====== Vorliegender Text
26. Spieltag 1970/71: BFC Dynamo - FC Rot-Weiß Erfurt 3:1

Abstiegsschicksal selbst besiegelt
Erfurts Fußball erlebt in der kommenden Saison nicht sein zwanzigstes Oberligajahr. Während in der höchsten Spielklasse der 24. Meistertitel unserer Republik vergeben werden wird, sind die Männer aus dem Dimitroff-Stadion gezwungen, nach ihrem Oberliga-Abstieg in den Jahren 1959, 1964 und 1966 nun zum viertenmal in der Liga um den Aufstieg zu kämpfen. Daß es so weit gekommen ist, haben sie sich selbst zuzuschreiben. Ein Unentschieden im letzten Treffen in Berlin hätte genügt, den Klassenerhalt aus eigener Kraft zu sichern. Es war sogar mehr drin als nur eine Punkteteilung, denn die Gastgeber rissen an diesem Tag zunächst keine Bäume aus. Ihre Wirkung blieb vornehmlich auf den Elan der schwungvollen Johannsen und Labes beschränkt.

Doch was insbesondere Häfner, aber auch Stieler, Albrecht und Krebs für Chancen ausließen, das überstieg das Maß des Normalen bei weitem. "Die Mannschaft ist nicht mit der notwendigen Ruhe ins Spiel gegangen. Das Auslassen so vieler klarer Tormöglichkeiten und zahlreiche Abspielfehler bewiesen das", erklärte Siegfried Vollrath, an dessen Entschlossenheit und Torriecher die Schlachtenbummler aus der Blumenstadt gerade in diesen neunzig Minuten wehmütig zurückdachten, war er doch im Meisterjahr 1953/54 mit 21 Treffern Oberliga-Torschützenkönig. Die beiden kurz aufeinanderfolgenden Gegentreffer gleich nach der Pause - einer wiederum wie schon am Sonnabend zuvor beim 1. FC Lok durch ein Selbsttor - nahmen den Gästen dann den ohnehin schon schwachen Wind aus den Segeln.
============
====== Zu prüfende Daten
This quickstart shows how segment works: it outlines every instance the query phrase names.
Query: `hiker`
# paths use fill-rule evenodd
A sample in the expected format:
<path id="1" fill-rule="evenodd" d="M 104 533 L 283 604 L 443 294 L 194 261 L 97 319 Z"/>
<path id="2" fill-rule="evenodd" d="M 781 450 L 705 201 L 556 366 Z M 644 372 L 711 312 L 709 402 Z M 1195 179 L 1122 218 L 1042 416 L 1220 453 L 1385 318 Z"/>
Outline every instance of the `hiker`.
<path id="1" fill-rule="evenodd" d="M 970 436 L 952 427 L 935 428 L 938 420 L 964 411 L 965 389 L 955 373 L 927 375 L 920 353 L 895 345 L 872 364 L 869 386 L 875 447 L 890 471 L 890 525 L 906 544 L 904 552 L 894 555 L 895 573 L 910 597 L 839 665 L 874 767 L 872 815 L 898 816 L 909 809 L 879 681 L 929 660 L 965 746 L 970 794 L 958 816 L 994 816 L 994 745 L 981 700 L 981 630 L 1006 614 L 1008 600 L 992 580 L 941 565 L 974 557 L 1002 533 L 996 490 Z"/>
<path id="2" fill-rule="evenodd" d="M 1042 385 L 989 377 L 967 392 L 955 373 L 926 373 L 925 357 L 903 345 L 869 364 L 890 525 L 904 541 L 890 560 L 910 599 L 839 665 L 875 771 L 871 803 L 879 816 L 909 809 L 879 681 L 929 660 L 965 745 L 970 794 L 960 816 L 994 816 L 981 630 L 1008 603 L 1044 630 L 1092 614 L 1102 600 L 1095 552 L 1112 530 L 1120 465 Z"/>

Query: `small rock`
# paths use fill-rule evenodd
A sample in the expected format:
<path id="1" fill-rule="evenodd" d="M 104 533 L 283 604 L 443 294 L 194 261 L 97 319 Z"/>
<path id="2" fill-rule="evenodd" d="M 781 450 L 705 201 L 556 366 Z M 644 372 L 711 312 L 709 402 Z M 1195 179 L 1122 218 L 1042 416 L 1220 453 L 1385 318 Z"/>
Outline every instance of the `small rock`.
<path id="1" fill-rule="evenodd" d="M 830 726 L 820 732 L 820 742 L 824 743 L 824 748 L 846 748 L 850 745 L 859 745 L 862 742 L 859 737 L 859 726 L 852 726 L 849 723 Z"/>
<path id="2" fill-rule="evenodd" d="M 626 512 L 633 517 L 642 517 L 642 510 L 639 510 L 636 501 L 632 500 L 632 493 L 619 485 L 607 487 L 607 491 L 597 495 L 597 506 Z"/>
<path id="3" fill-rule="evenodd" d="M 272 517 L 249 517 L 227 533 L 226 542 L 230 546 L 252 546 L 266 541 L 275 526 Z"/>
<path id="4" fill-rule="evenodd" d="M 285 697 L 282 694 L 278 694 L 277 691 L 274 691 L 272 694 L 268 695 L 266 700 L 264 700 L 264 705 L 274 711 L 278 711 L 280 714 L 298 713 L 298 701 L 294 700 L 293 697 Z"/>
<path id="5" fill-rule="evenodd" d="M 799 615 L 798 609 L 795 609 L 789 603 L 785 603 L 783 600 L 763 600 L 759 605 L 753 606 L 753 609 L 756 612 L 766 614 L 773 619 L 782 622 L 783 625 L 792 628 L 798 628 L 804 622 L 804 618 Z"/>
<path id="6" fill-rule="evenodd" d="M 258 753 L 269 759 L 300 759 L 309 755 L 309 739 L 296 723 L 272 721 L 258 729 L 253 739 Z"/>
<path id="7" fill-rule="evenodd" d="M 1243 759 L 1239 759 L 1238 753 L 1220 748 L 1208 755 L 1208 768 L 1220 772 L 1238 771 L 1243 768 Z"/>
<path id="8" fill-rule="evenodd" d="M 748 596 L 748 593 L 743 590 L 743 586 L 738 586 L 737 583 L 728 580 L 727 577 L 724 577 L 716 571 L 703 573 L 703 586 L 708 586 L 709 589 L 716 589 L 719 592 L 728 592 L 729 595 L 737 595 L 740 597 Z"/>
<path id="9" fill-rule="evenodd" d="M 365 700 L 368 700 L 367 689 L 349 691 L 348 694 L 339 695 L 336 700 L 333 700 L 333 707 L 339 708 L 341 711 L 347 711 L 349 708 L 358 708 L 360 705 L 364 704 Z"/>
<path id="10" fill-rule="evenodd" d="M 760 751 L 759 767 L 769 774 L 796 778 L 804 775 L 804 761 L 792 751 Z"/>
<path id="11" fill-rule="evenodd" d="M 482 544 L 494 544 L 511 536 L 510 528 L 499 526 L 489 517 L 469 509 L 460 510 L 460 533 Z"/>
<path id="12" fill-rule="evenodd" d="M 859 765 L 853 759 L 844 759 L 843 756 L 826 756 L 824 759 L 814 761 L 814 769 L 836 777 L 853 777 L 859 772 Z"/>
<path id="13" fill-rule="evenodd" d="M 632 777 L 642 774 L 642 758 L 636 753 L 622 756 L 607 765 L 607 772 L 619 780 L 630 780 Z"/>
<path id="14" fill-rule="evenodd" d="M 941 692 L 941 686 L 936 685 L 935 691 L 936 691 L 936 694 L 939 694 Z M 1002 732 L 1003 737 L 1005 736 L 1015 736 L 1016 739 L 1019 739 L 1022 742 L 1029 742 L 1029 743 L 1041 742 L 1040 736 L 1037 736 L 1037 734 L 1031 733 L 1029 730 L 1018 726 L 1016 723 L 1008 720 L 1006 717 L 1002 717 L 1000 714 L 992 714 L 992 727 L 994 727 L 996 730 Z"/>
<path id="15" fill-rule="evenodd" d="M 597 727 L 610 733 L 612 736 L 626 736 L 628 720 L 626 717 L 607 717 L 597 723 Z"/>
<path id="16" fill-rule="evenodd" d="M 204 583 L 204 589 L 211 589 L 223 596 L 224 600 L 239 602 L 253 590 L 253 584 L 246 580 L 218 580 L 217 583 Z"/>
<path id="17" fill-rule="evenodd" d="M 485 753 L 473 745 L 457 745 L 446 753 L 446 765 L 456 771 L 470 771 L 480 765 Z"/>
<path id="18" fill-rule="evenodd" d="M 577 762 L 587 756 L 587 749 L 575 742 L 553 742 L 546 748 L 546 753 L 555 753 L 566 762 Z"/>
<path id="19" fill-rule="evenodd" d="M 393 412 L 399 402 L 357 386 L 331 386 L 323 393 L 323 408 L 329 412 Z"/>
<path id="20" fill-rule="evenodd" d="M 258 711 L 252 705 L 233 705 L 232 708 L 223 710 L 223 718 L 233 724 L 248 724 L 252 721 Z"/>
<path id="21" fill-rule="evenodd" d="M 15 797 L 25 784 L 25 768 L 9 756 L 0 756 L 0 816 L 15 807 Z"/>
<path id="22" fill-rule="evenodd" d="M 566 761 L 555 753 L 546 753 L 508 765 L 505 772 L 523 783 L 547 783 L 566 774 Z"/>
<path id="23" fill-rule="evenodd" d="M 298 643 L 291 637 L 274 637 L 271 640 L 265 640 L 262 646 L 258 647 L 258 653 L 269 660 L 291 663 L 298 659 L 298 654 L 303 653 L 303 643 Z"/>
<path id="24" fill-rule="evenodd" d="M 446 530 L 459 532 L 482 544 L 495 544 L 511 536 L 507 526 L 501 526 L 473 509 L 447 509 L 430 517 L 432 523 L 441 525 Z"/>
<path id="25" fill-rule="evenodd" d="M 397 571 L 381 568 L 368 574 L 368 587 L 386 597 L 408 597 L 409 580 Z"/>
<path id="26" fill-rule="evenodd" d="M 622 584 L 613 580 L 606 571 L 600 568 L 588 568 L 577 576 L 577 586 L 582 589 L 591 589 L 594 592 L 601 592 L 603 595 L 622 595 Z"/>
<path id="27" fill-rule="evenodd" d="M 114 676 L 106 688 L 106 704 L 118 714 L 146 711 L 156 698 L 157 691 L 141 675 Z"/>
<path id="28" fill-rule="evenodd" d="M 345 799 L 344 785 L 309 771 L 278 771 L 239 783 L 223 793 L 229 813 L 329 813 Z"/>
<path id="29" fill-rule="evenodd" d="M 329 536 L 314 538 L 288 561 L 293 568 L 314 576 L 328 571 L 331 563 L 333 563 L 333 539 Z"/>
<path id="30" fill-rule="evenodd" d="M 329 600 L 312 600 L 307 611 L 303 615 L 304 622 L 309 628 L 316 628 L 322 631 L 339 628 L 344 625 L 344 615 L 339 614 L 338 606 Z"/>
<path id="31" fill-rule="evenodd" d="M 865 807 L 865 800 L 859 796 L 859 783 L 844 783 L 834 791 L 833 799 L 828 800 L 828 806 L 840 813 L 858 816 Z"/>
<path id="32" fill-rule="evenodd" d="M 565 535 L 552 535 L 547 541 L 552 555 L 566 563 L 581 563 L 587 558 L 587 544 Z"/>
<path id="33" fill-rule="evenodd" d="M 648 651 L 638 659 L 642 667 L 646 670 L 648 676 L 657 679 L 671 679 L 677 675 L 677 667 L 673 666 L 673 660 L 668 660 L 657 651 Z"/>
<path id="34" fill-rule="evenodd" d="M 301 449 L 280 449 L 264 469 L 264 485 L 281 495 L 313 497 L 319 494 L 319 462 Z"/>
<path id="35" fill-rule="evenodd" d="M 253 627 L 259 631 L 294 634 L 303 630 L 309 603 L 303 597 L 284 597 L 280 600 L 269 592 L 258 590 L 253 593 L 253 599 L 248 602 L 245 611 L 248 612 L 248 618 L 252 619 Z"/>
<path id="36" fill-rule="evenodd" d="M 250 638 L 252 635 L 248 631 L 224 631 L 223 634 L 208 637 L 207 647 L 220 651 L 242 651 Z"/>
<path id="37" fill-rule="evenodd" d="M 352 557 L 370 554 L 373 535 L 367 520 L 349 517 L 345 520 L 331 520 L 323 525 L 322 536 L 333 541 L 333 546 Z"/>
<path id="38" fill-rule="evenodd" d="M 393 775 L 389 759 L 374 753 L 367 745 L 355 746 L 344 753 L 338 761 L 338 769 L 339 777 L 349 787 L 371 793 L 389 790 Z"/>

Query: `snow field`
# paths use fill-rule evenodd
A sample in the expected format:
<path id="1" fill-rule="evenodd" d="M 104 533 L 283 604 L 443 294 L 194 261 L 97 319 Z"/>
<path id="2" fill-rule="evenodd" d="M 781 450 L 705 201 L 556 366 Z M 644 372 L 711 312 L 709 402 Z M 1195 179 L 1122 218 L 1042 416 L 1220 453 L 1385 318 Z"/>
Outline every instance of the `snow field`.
============
* _Zu erledigen_
a - Nenne alle Spieler, die laut dem Spielbericht über BFC Dynamo gegen Rot-Weiß Erfurt auf Erfurter Seite Chancen ausließen.
b - Gib den Abschnitt aus dem Spielbericht über BFC Dynamo gegen Rot-Weiß Erfurt wortgetreu wieder, beginnend mit „Doch was insbesondere“ und endend mit „aus den Segeln.“.
Für das Folgende sind die Datensätze ohne Bedeutung.

* _Ergebnisse_
a - Häfner, Stieler, Albrecht, Krebs

b -
Doch was insbesondere Häfner, aber auch Stieler, Albrecht und Krebs für Chancen ausließen, das überstieg das Maß des Normalen bei weitem. "Die Mannschaft ist nicht mit der notwendigen Ruhe ins Spiel gegangen. Das Auslassen so vieler klarer Tormöglichkeiten und zahlreiche Abspielfehler bewiesen das", erklärte Siegfried Vollrath, an dessen Entschlossenheit und Torriecher die Schlachtenbummler aus der Blumenstadt gerade in diesen neunzig Minuten wehmütig zurückdachten, war er doch im Meisterjahr 1953/54 mit 21 Treffern Oberliga-Torschützenkönig. Die beiden kurz aufeinanderfolgenden Gegentreffer gleich nach der Pause - einer wiederum wie schon am Sonnabend zuvor beim 1. FC Lok durch ein Selbsttor - nahmen den Gästen dann den ohnehin schon schwachen Wind aus den Segeln.